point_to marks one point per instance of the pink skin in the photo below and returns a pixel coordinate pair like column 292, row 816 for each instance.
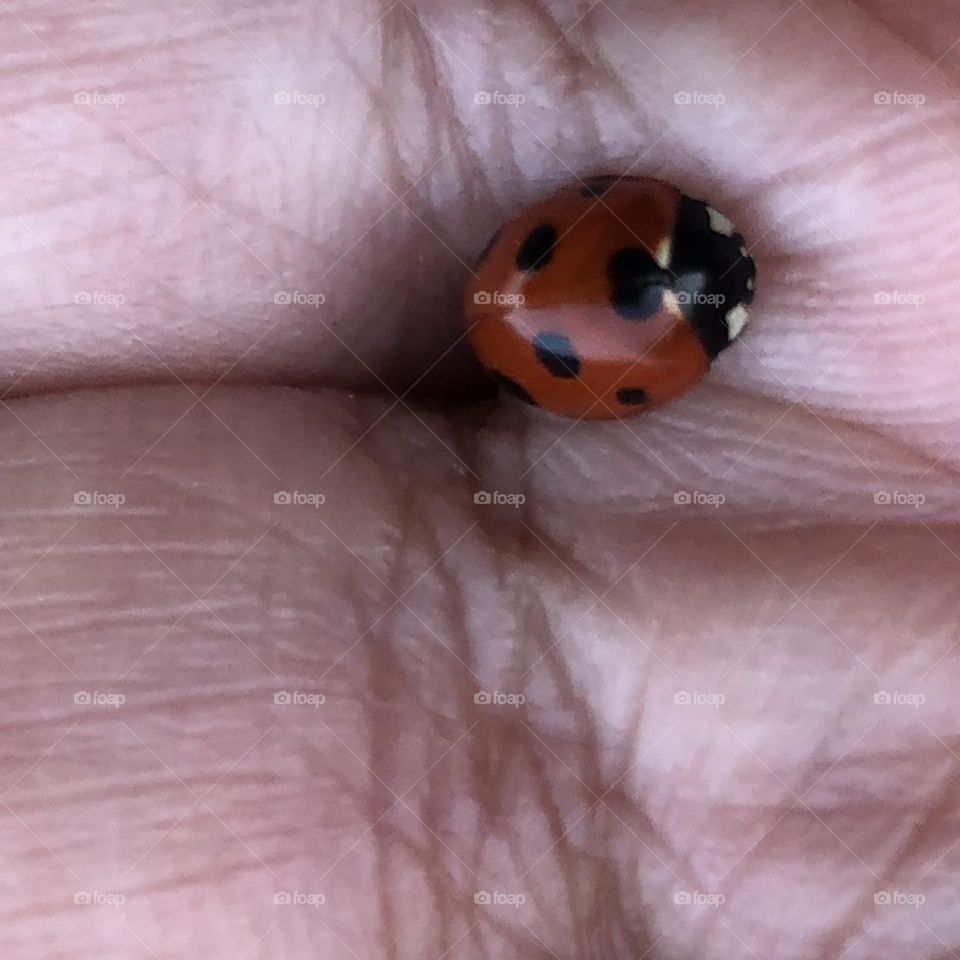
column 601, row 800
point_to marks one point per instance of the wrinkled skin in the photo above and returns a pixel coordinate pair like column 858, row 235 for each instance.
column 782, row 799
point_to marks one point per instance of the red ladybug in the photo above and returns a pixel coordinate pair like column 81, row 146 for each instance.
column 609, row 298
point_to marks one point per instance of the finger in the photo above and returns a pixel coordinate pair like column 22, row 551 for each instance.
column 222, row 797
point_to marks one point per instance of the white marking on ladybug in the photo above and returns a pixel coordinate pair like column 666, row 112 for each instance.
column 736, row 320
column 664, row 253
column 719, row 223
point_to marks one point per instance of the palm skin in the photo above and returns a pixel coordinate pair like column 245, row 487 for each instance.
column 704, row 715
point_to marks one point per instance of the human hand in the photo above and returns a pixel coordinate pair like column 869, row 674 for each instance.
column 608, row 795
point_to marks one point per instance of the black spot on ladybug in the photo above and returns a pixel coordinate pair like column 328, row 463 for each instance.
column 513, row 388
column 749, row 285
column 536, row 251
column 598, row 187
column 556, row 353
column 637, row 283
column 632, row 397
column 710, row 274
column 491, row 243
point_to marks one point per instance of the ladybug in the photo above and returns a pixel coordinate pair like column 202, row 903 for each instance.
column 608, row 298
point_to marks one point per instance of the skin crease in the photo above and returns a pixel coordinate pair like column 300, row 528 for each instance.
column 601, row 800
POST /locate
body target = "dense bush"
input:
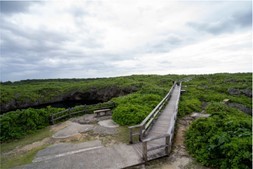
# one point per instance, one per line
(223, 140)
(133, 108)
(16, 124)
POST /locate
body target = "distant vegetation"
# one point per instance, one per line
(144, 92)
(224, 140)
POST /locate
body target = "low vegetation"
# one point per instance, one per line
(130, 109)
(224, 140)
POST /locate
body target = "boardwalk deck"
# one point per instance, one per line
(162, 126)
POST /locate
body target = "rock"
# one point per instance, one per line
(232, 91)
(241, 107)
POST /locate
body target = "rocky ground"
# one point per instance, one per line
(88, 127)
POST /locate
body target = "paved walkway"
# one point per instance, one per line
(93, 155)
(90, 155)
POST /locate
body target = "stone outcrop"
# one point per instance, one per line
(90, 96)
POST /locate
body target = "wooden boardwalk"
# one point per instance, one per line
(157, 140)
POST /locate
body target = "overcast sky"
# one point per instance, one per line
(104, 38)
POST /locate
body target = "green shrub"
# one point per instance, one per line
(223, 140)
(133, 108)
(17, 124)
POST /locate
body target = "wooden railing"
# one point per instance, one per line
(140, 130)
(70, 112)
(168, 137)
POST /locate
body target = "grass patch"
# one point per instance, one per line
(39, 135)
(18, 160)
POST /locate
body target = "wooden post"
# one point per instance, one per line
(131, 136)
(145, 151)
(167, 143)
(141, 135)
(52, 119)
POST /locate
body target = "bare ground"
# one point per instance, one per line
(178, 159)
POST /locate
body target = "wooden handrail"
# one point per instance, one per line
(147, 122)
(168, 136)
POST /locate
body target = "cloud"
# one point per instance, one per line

→ **WORK ORDER**
Each entry must be retyped word for word, with every image omitted.

→ **TASK ANSWER**
point_to marks one point per instance of the pink skin in the photo below and returns a pixel coordinate pair like column 292, row 816 for each instance.
column 601, row 800
point_to marks one point per instance of the wrinkled skin in the photo above and returns a pixel coordinate pair like column 858, row 235 for each instance.
column 782, row 799
point_to marks one point per instance of the red ladybug in the photo above and returns a pixel coordinate pair like column 81, row 146 for each instance.
column 609, row 298
point_to marks one point per instance of the finger in the photo above and returns a pixel coordinate pair like column 22, row 551 for each instance.
column 222, row 797
point_to marks one point per instance of the white marking on ladybug in the photo above and returns a pixel coordinate pair like column 666, row 112 for each instance.
column 736, row 320
column 664, row 253
column 719, row 223
point_to marks one point per instance of the palm skin in the photo above and returns a pixel coordinate pair like column 245, row 487 for each instance.
column 704, row 715
point_to marks one point per instance of the human hand in the photo above and returns a pixel coordinate pair like column 869, row 674 for each instance.
column 608, row 795
point_to marks one point per instance of the black spot on ladybug in the photo above and returns a pixel coordinate pair like column 328, row 463 for each instance.
column 513, row 388
column 749, row 285
column 536, row 251
column 598, row 187
column 556, row 353
column 637, row 283
column 632, row 397
column 710, row 274
column 491, row 243
point_to marks one point per instance of the ladybug in the photo above and returns a pixel coordinate pair like column 202, row 903 for each instance.
column 608, row 298
point_to marks one point per instance of the skin crease in the photo above and returns a pixel coordinate pair like column 300, row 528 for each instance.
column 601, row 800
POST /locate
body target = "dense bush"
input:
# one point per instance, one per line
(223, 140)
(133, 108)
(16, 124)
POST /locate
body target = "distant vegetation"
# one point per instance, one per line
(144, 92)
(224, 140)
POST /locate
body target = "low vegetation"
# one point per instance, one per line
(130, 109)
(224, 140)
POST /locate
body target = "boardwalk deck"
# one point per instance, one per line
(162, 126)
POST /locate
body target = "rock"
# one point per instance, one per line
(232, 91)
(241, 107)
POST /locate
body target = "rocky ground"
# one point per instance, one per line
(88, 127)
POST /locate
body target = "paved walkway"
# one point per instance, one per line
(93, 155)
(90, 155)
POST /locate
body target = "stone outcrop"
# one point per instance, one per line
(90, 96)
POST /locate
body target = "wooden boardwalk"
# one point per instance, one per line
(157, 140)
POST /locate
body target = "overcast sky"
# one point per instance, one per line
(104, 38)
POST /locate
body target = "green shrub"
# one point per instance, one per line
(223, 140)
(133, 108)
(17, 124)
POST /locate
body target = "wooden railing"
# one point per instance, one per line
(140, 130)
(70, 112)
(168, 137)
POST /locate
body target = "grass patch"
# one point per instance, one per line
(39, 135)
(18, 160)
POST /locate
body target = "wooden post"
# one point per instance, one per line
(131, 136)
(145, 151)
(167, 143)
(141, 135)
(52, 119)
POST /locate
body target = "bare ground"
# one point per instance, one per line
(178, 159)
POST /locate
body target = "wooden handrail"
# one point per instance, one per line
(147, 122)
(168, 136)
POST /locate
body target = "cloud"
# one point per instance, one per line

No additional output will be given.